Do this
Convert the lines below into a numbered list, skipping any blank lines. Omit the pictures from your answer.

Entries for pointing at named objects
########

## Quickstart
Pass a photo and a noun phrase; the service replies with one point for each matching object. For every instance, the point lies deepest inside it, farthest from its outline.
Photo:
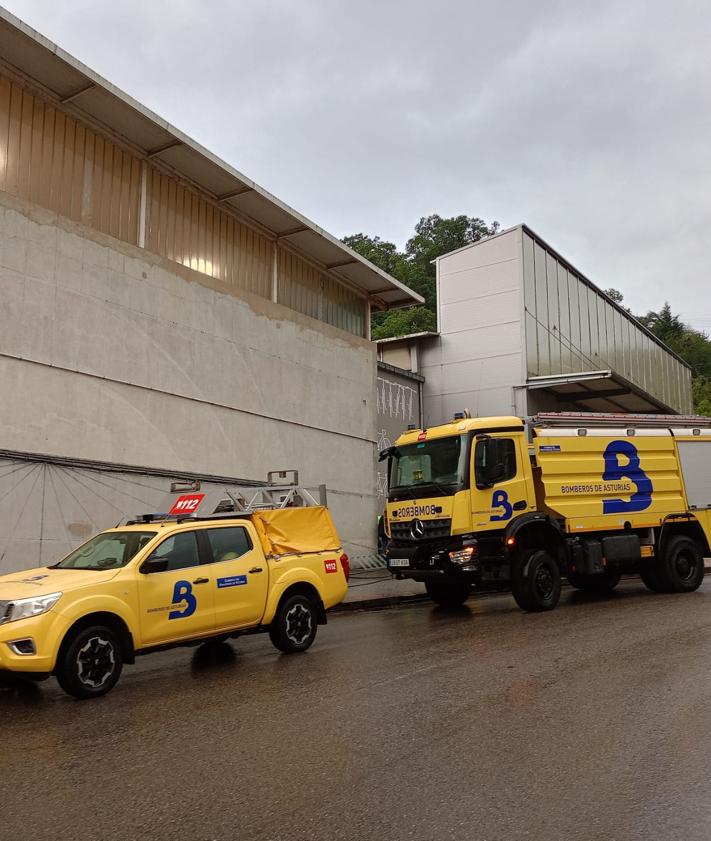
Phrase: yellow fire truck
(504, 503)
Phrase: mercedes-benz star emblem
(417, 529)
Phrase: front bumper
(45, 631)
(427, 561)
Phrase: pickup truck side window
(180, 551)
(229, 543)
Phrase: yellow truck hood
(427, 508)
(42, 581)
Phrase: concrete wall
(478, 357)
(110, 353)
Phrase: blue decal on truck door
(183, 592)
(641, 499)
(231, 581)
(500, 499)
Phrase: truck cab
(452, 490)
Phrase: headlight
(11, 611)
(462, 556)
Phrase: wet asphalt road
(590, 722)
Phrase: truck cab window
(179, 551)
(229, 543)
(494, 461)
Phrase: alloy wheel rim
(298, 624)
(685, 565)
(544, 582)
(96, 662)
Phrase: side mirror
(154, 564)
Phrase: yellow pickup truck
(167, 580)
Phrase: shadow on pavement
(213, 657)
(19, 692)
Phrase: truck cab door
(241, 576)
(175, 592)
(501, 488)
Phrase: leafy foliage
(434, 236)
(693, 346)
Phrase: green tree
(693, 346)
(434, 236)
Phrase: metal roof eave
(524, 227)
(74, 85)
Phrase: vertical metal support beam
(275, 272)
(142, 206)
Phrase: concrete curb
(384, 602)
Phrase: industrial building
(162, 316)
(521, 330)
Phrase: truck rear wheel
(536, 581)
(90, 663)
(596, 584)
(448, 593)
(682, 565)
(294, 626)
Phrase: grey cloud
(591, 122)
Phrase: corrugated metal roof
(83, 92)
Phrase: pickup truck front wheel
(90, 662)
(294, 626)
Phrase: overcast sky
(591, 122)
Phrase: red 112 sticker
(187, 504)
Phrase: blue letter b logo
(183, 592)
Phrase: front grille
(433, 529)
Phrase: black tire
(295, 623)
(536, 581)
(90, 662)
(682, 565)
(448, 593)
(597, 585)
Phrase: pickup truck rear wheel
(448, 593)
(535, 582)
(90, 662)
(294, 626)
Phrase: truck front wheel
(294, 626)
(448, 593)
(536, 581)
(90, 662)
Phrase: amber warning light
(186, 504)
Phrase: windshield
(439, 463)
(110, 550)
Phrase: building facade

########

Solution to this problem
1. ## Quickstart
2. Pass a photo and a noun phrase; the service replies with one point for each matching object. For every instance, the point lies deepest inside it, farthest from its outline.
3. Photo:
4. Phrase: yellow fire truck
5. (504, 503)
6. Phrase: mercedes-benz star emblem
7. (417, 529)
8. Phrase: front bumper
9. (45, 631)
10. (427, 561)
11. Phrase: pickup truck side window
12. (180, 551)
13. (229, 543)
14. Phrase: yellow truck hood
15. (427, 508)
16. (42, 581)
17. Phrase: concrete wall
18. (478, 357)
19. (110, 353)
20. Phrase: blue decal on truck door
21. (183, 592)
22. (641, 499)
23. (231, 581)
24. (500, 499)
25. Phrase: truck cab
26. (452, 490)
27. Phrase: headlight
28. (11, 611)
29. (462, 556)
30. Phrase: wet asphalt road
31. (590, 722)
32. Phrase: truck cab window
33. (179, 551)
34. (229, 543)
35. (494, 461)
36. Phrase: alloy wheel rim
37. (298, 624)
38. (685, 565)
39. (544, 582)
40. (96, 662)
41. Phrase: side mirror
42. (154, 564)
43. Phrase: yellow pickup truck
44. (167, 580)
45. Phrase: shadow on pavement
46. (213, 657)
47. (19, 692)
48. Phrase: truck cab door
49. (241, 576)
50. (175, 592)
51. (501, 488)
52. Phrase: leafy foliage
53. (434, 236)
54. (693, 346)
55. Phrase: green tree
56. (693, 346)
57. (434, 236)
58. Phrase: metal roof eave
59. (524, 227)
60. (74, 85)
61. Phrase: vertical metal support beam
62. (275, 272)
63. (142, 206)
64. Phrase: concrete curb
65. (384, 602)
66. Phrase: industrial building
67. (162, 316)
68. (521, 330)
69. Phrase: truck rear wheel
70. (536, 581)
71. (90, 663)
72. (596, 584)
73. (448, 593)
74. (682, 565)
75. (294, 626)
76. Phrase: grey cloud
77. (591, 122)
78. Phrase: corrugated metal roof
79. (83, 92)
80. Phrase: pickup truck front wheel
81. (90, 662)
82. (294, 626)
83. Phrase: overcast sky
84. (591, 122)
85. Phrase: red 112 sticker
86. (187, 504)
87. Phrase: blue letter b logo
88. (183, 592)
89. Phrase: front grille
90. (433, 529)
91. Phrase: black tire
92. (295, 623)
93. (536, 581)
94. (90, 662)
95. (682, 565)
96. (448, 593)
97. (597, 585)
98. Phrase: pickup truck rear wheel
99. (448, 593)
100. (535, 582)
101. (90, 662)
102. (294, 626)
103. Phrase: truck front wheel
104. (294, 626)
105. (448, 593)
106. (536, 581)
107. (90, 662)
108. Phrase: amber warning light
109. (186, 504)
110. Phrase: windshield
111. (439, 463)
112. (110, 550)
113. Phrase: building facade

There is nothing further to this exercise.